(What you have to do):
In full and word for word, print the data below.

= Beginning of Section =

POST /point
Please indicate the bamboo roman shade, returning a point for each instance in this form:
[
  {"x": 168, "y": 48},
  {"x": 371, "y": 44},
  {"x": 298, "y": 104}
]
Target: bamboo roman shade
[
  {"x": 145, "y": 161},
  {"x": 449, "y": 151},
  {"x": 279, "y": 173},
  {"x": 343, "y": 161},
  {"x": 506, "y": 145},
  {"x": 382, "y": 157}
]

= End of Section =

(Exercise answer):
POST /point
Please indicate the bamboo roman shade, returning a point for each instance in this form:
[
  {"x": 168, "y": 48},
  {"x": 371, "y": 44},
  {"x": 298, "y": 104}
]
Target: bamboo roman shade
[
  {"x": 145, "y": 161},
  {"x": 449, "y": 151},
  {"x": 279, "y": 173},
  {"x": 343, "y": 161},
  {"x": 506, "y": 145},
  {"x": 382, "y": 157}
]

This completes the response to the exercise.